Referring expression grounding data:
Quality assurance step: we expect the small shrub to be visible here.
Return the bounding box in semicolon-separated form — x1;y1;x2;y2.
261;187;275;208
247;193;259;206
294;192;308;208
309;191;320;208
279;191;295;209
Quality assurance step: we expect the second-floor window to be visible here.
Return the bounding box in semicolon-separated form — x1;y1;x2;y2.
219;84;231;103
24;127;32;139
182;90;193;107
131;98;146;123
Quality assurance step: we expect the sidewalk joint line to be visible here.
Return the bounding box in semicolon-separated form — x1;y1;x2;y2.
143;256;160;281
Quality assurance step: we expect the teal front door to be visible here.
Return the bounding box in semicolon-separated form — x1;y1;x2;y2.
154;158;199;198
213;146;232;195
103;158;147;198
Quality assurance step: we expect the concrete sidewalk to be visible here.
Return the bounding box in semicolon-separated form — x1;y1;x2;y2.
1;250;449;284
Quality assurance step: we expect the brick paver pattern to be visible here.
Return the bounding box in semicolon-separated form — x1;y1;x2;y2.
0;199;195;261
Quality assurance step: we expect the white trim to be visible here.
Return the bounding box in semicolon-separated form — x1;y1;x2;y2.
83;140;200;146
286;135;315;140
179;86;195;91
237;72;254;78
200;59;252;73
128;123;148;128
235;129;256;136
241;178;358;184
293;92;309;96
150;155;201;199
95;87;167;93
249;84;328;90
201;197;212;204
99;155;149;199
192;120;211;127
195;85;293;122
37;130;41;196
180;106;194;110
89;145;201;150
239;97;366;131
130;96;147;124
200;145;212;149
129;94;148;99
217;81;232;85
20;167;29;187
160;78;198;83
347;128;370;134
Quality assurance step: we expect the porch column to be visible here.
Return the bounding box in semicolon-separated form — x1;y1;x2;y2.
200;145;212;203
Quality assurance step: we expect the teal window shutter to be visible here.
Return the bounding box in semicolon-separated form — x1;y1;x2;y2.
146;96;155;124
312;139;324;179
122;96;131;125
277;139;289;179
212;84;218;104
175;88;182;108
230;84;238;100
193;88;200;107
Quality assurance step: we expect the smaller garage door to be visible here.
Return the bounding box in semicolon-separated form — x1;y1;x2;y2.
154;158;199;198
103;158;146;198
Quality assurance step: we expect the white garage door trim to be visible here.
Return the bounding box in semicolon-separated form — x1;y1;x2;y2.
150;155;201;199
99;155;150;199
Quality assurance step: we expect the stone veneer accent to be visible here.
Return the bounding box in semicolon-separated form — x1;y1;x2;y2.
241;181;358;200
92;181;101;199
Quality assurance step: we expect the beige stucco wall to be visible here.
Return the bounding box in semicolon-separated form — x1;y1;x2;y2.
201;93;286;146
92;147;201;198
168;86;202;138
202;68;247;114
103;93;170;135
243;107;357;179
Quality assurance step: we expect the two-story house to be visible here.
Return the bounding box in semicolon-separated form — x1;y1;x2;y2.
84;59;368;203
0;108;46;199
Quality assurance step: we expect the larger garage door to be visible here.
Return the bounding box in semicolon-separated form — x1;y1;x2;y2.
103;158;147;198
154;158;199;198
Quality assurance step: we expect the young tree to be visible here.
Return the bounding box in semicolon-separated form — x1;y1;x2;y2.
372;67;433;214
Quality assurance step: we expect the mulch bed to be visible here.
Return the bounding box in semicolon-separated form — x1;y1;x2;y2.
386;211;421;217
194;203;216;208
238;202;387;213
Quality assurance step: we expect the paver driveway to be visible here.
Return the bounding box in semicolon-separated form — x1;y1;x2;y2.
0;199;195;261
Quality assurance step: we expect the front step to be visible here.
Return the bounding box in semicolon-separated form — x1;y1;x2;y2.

WHAT THIS TASK INVOLVES |
Could you return exactly the lines above from the line with "Quality assurance step: we expect the stone" to the line with "Quality assurance step: we expect the beige", both included, and nothing else?

ANSWER TO THE EXERCISE |
Quality assurance step: we expect the stone veneer accent to be visible here.
Return the bounding box in semicolon-separated form — x1;y1;x2;y2.
241;181;358;200
92;181;101;199
Quality assurance step: we expect the beige stucco wall to be visible here.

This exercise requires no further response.